Saved data entries:
□ □ □ □
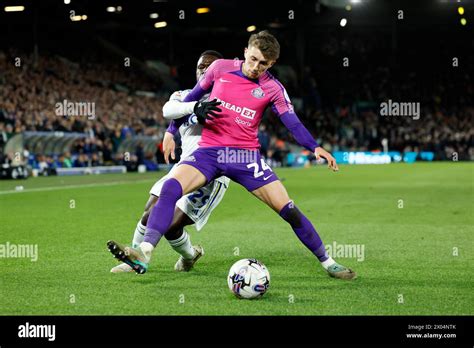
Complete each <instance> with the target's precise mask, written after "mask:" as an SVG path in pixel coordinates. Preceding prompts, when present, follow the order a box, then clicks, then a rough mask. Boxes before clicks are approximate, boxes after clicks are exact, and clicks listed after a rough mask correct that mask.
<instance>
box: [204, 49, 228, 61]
mask: <svg viewBox="0 0 474 348" xmlns="http://www.w3.org/2000/svg"><path fill="white" fill-rule="evenodd" d="M202 56H213V57H217V58H219V59H223V58H224V56H223V55H222V54H221V53H220V52H217V51H214V50H207V51H204V52H202V53H201V55H200V56H199V58H201V57H202Z"/></svg>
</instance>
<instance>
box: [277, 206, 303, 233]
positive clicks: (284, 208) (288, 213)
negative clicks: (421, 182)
mask: <svg viewBox="0 0 474 348" xmlns="http://www.w3.org/2000/svg"><path fill="white" fill-rule="evenodd" d="M280 216H281V217H282V218H283V219H284V220H285V221H286V222H288V223H289V224H290V225H291V226H292V227H296V228H298V227H300V226H301V218H302V213H301V212H300V210H299V209H298V208H297V207H296V205H295V203H293V201H290V202H288V203H287V204H286V205H285V206H284V207H283V208H282V209H281V210H280Z"/></svg>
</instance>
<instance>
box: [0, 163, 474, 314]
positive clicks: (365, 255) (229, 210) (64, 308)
mask: <svg viewBox="0 0 474 348" xmlns="http://www.w3.org/2000/svg"><path fill="white" fill-rule="evenodd" d="M473 168H474V167H473V165H472V164H469V163H432V164H425V163H420V164H413V165H404V164H391V165H364V166H342V168H341V171H340V172H339V173H332V172H330V171H329V170H327V169H326V168H325V167H317V168H310V169H280V170H278V171H277V173H278V175H279V177H280V178H281V179H282V180H283V183H284V185H285V186H286V188H287V190H288V192H289V194H290V196H291V197H292V198H293V199H294V200H295V202H296V204H297V205H298V206H299V208H300V209H301V210H302V211H303V212H304V213H305V214H306V215H307V216H308V217H309V218H310V220H311V221H312V222H313V223H314V225H315V227H316V229H317V230H318V231H319V232H320V234H321V236H322V238H323V240H324V242H325V243H326V245H328V244H332V243H333V241H336V242H337V243H338V244H363V245H364V247H365V259H364V261H362V262H358V261H357V259H356V258H339V261H340V262H341V263H342V264H344V265H347V266H350V267H352V268H353V269H354V270H355V271H357V273H358V274H359V278H358V279H357V280H356V281H353V282H347V281H341V280H337V279H333V278H330V277H328V276H327V275H326V273H325V272H324V271H323V269H322V268H321V267H320V266H319V263H318V262H317V260H316V259H315V258H314V257H313V256H312V254H311V253H310V252H309V251H308V250H306V248H305V247H304V246H303V245H302V244H301V243H300V242H299V241H298V239H297V238H296V236H295V234H294V233H293V231H292V230H291V228H290V226H289V225H287V224H286V223H285V222H284V221H283V220H281V219H280V218H279V217H278V215H277V214H276V213H275V212H273V211H272V210H270V209H268V208H267V207H265V206H264V204H263V203H261V202H260V201H258V200H257V199H256V198H254V197H253V196H252V195H250V194H249V193H247V192H246V191H245V190H244V189H243V188H242V187H240V186H239V185H238V184H235V183H232V184H231V187H230V189H229V190H228V192H227V194H226V196H225V198H224V200H223V202H222V203H221V205H220V206H219V207H218V208H217V209H216V210H215V211H214V214H213V215H212V216H211V218H210V220H209V222H208V224H207V225H206V226H205V228H204V229H203V230H202V231H201V232H196V231H195V230H194V228H193V227H190V228H188V231H190V232H191V233H190V235H191V237H192V241H193V243H194V244H197V243H199V244H202V245H203V246H204V248H205V251H206V255H205V256H204V257H203V258H201V260H200V261H199V262H198V264H197V265H196V267H195V269H194V270H193V271H191V272H189V273H176V272H174V271H173V266H174V263H175V262H176V260H177V258H178V255H177V254H176V253H175V252H174V251H173V250H172V249H171V248H170V246H169V245H168V243H167V242H166V240H165V239H162V241H161V243H160V245H159V247H158V249H157V250H156V251H155V253H154V257H153V260H152V262H151V265H150V269H149V271H148V273H147V274H145V275H143V276H138V275H136V274H111V273H110V272H109V270H110V268H111V267H113V266H115V265H116V264H117V262H116V261H115V259H113V258H112V256H111V254H110V253H109V252H108V251H107V250H106V242H107V240H108V239H115V240H117V241H121V242H125V243H130V240H131V237H132V233H133V230H134V228H135V225H136V222H137V220H138V218H139V217H140V215H141V213H142V209H143V206H144V204H145V202H146V200H147V196H148V190H149V188H150V187H151V185H152V184H153V182H154V181H155V180H156V179H157V174H156V173H147V174H127V175H100V176H86V177H51V178H31V179H28V180H26V181H3V182H0V226H1V227H0V228H1V234H0V244H5V243H6V242H7V241H8V242H10V243H12V244H38V254H39V257H38V260H37V261H36V262H31V261H30V260H29V259H25V258H23V259H22V258H0V279H1V282H0V293H1V294H2V295H1V296H0V314H2V315H15V314H19V315H20V314H21V315H29V314H35V315H41V314H46V315H53V314H69V315H75V314H78V315H79V314H86V315H88V314H94V315H101V314H105V315H110V314H112V315H114V314H117V315H119V314H138V315H140V314H146V315H451V314H455V315H459V314H460V315H472V314H474V311H473V304H474V293H473V291H472V289H473V288H474V281H473V279H474V276H473V273H474V272H473V270H474V263H473V260H474V257H473V245H474V243H473V232H474V229H473V217H474V214H473V177H474V176H473ZM95 184H97V185H95ZM19 185H22V186H24V190H23V191H22V192H18V193H15V192H13V193H12V191H15V186H19ZM29 190H32V191H31V192H28V191H29ZM71 200H74V204H75V208H71V207H70V206H71ZM399 200H403V208H399V204H400V201H399ZM235 248H238V249H239V251H240V255H235V252H236V249H235ZM454 248H458V256H455V255H453V251H454V252H455V249H454ZM246 257H254V258H257V259H259V260H261V261H262V262H264V263H265V264H266V265H267V267H268V268H269V270H270V274H271V284H270V290H269V292H268V293H267V294H266V295H265V296H264V297H263V298H262V299H259V300H253V301H248V300H238V299H236V298H235V297H234V296H233V295H232V294H231V293H230V292H229V290H228V288H227V282H226V277H227V272H228V270H229V268H230V266H231V265H232V264H233V263H234V262H235V261H237V260H239V259H241V258H246ZM400 295H402V296H403V303H399V300H400V299H401V298H400ZM180 300H181V301H180ZM183 300H184V303H181V302H183Z"/></svg>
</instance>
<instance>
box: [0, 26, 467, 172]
mask: <svg viewBox="0 0 474 348" xmlns="http://www.w3.org/2000/svg"><path fill="white" fill-rule="evenodd" d="M381 45H382V46H381ZM471 45H472V43H471ZM383 49H385V47H383V42H381V41H380V40H379V41H378V40H377V39H376V38H375V39H367V40H362V39H360V38H359V39H358V38H357V37H354V38H353V40H338V39H336V37H335V36H331V35H328V36H326V37H325V39H324V41H322V43H321V44H320V45H319V49H318V50H316V51H315V52H314V53H313V57H312V60H311V63H308V65H307V66H305V67H304V74H299V75H298V74H296V73H295V74H294V76H293V77H292V78H286V80H285V81H284V84H285V86H286V87H287V90H288V93H289V95H290V97H291V98H292V100H293V102H294V104H295V110H296V112H297V114H298V116H299V118H300V119H301V121H302V122H303V124H305V126H306V127H307V128H308V129H309V130H310V131H311V132H312V133H313V135H314V136H315V138H316V139H317V140H318V141H320V142H321V144H322V145H323V146H324V147H325V148H326V149H327V150H329V151H383V146H382V139H384V138H385V139H387V143H388V147H389V149H390V150H392V151H393V150H394V151H400V152H401V153H403V152H406V151H415V152H419V151H431V152H433V153H434V155H435V157H434V158H435V160H449V159H451V158H452V154H453V153H456V154H457V159H459V160H473V159H474V148H473V135H474V130H473V128H472V127H471V124H472V117H473V108H472V105H470V102H472V100H474V98H473V87H472V76H470V75H468V74H466V73H463V74H461V75H460V74H456V73H455V72H453V73H452V72H448V71H445V70H442V71H441V70H440V71H438V72H431V73H428V74H427V73H426V72H423V71H421V72H419V71H416V69H414V70H413V72H411V73H410V74H409V77H410V78H408V79H406V78H405V79H398V78H397V72H396V71H394V70H393V69H390V68H389V62H388V61H384V60H380V59H374V57H378V56H377V53H378V52H380V50H383ZM345 54H347V55H351V56H356V57H357V59H358V60H359V64H360V62H362V63H363V65H365V66H367V69H363V70H360V71H354V70H348V71H344V70H338V71H330V72H327V69H325V66H326V65H327V64H330V63H329V62H331V61H332V60H334V59H336V57H340V56H343V55H345ZM15 57H22V59H23V62H24V63H23V65H22V67H20V68H19V67H16V66H15V65H14V64H12V62H13V61H14V58H15ZM87 58H88V60H84V61H74V58H69V57H64V56H62V55H60V54H58V53H56V52H40V54H39V56H38V58H37V59H35V57H34V55H33V54H32V53H27V52H22V51H15V50H6V51H1V52H0V71H1V72H2V74H1V75H0V100H1V103H0V162H1V163H8V162H9V161H11V160H12V158H13V154H12V153H5V151H4V147H5V144H6V142H7V141H8V140H9V139H10V138H11V137H12V136H14V135H15V134H18V133H21V132H24V131H61V132H82V133H87V134H88V137H87V138H85V139H81V140H78V141H77V142H76V143H75V144H74V146H73V147H72V150H71V152H65V153H63V154H58V155H55V156H53V155H51V154H48V153H28V149H26V154H28V155H29V157H30V158H29V160H28V162H29V164H30V165H31V166H32V167H34V168H38V169H48V168H50V169H51V168H52V169H54V168H56V167H58V168H61V167H71V166H74V167H76V166H77V167H84V166H95V165H110V164H124V158H123V154H121V153H119V152H118V147H119V145H120V143H121V142H122V141H123V140H124V139H127V138H129V137H133V136H135V135H146V136H151V137H154V138H155V139H156V140H157V147H156V151H155V153H143V149H141V148H140V146H138V147H137V150H136V153H135V154H132V158H131V161H132V162H134V163H135V164H143V163H145V162H147V163H151V162H158V163H163V162H164V159H163V153H162V144H161V141H162V138H163V134H164V132H165V130H166V126H167V122H166V121H165V120H164V119H163V116H162V106H163V104H164V103H165V102H166V100H167V97H168V96H169V95H170V94H171V93H172V92H173V91H164V90H162V89H161V90H159V88H160V86H157V85H156V83H155V81H153V80H152V79H151V78H150V77H149V76H146V74H142V73H140V72H134V71H133V70H130V69H129V70H124V69H123V68H120V67H119V66H118V65H113V64H108V63H107V62H105V61H100V58H96V59H97V60H96V61H91V60H90V57H87ZM469 64H472V62H469ZM277 65H278V63H277ZM289 69H290V71H293V72H294V71H298V67H295V66H291V65H289ZM471 71H472V69H471ZM272 73H273V74H274V75H276V76H277V77H279V76H278V70H276V69H273V70H272ZM427 78H428V81H429V82H430V83H423V85H422V86H421V84H420V81H421V80H422V79H424V81H425V82H426V79H427ZM329 80H330V81H331V82H333V83H331V84H330V83H327V82H328V81H329ZM334 81H336V82H337V83H334ZM120 86H122V87H123V86H125V88H120ZM334 86H336V87H334ZM181 87H182V88H191V87H192V86H181ZM138 90H146V91H153V92H156V91H158V90H159V91H160V93H158V94H156V95H155V96H153V97H150V96H142V95H136V94H135V93H134V92H135V91H138ZM415 91H416V92H415ZM414 93H415V95H416V98H413V94H414ZM390 98H391V99H395V100H405V101H411V100H412V99H416V100H418V101H419V102H420V104H421V117H420V119H419V120H414V119H412V118H408V117H404V118H403V117H381V116H380V115H379V111H380V103H381V102H382V101H386V100H387V99H390ZM65 99H66V100H74V101H91V102H94V103H95V104H96V117H95V118H94V119H88V118H87V117H84V116H74V117H67V116H58V115H57V114H56V113H55V107H54V105H55V104H56V103H57V102H61V101H62V100H65ZM267 112H268V114H267V115H266V116H265V118H264V122H263V125H262V127H261V130H260V134H259V139H260V143H261V145H262V152H263V153H264V154H265V155H266V156H267V157H268V158H270V159H272V160H273V161H274V162H273V163H274V164H276V165H281V164H283V165H284V164H285V158H286V157H285V156H286V154H287V153H288V152H289V151H290V148H291V149H294V147H292V145H291V144H294V141H293V140H292V139H290V137H291V136H290V135H289V133H288V132H287V131H286V130H285V128H284V127H283V125H282V124H281V122H280V121H279V120H278V119H277V118H276V117H274V116H273V115H272V114H271V111H270V110H267ZM298 151H304V150H303V149H299V150H298ZM45 172H46V171H45Z"/></svg>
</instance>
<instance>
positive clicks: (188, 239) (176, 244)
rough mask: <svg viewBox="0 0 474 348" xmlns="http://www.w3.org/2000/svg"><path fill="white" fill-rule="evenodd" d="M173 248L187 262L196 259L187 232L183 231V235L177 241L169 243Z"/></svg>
mask: <svg viewBox="0 0 474 348" xmlns="http://www.w3.org/2000/svg"><path fill="white" fill-rule="evenodd" d="M168 242H169V243H170V245H171V247H172V248H173V249H174V250H175V251H176V252H177V253H178V254H180V255H181V256H183V257H184V258H185V259H187V260H191V259H192V258H194V248H193V246H192V245H191V238H189V235H188V233H187V232H186V231H184V230H183V235H182V236H181V237H179V238H178V239H175V240H169V241H168Z"/></svg>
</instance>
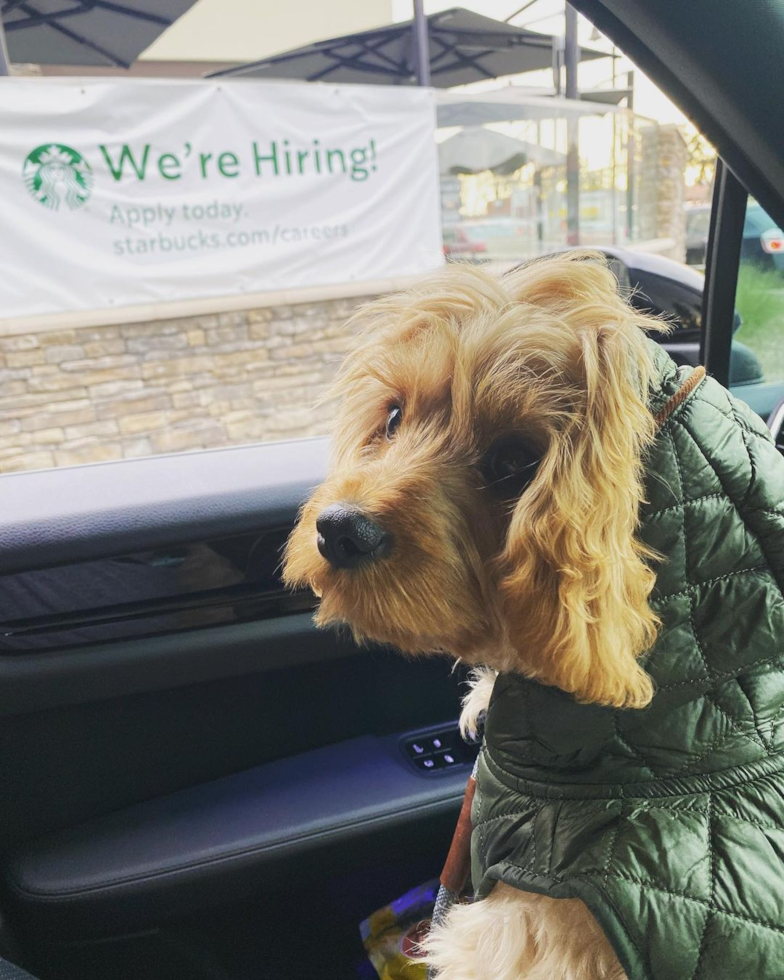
□ □ □ □
* WHAT IS BEING ASKED
What lines in the data above contain the word "rough"? Show them all.

* YOUR RESPONSE
Complete each <instance> with the target's precise mask, written after "mask:" as an SVG path in pixel coordinates. Preceding prompts, when present, follow the order a box, then clicks, then a rough mask. Boxes before clicks are approximate, boxes after clicks are exact, and clicks listed after a rough mask correct that mask.
rough mask: <svg viewBox="0 0 474 348" xmlns="http://www.w3.org/2000/svg"><path fill="white" fill-rule="evenodd" d="M173 248L187 262L196 259L187 232L183 231V235L177 241L169 243Z"/></svg>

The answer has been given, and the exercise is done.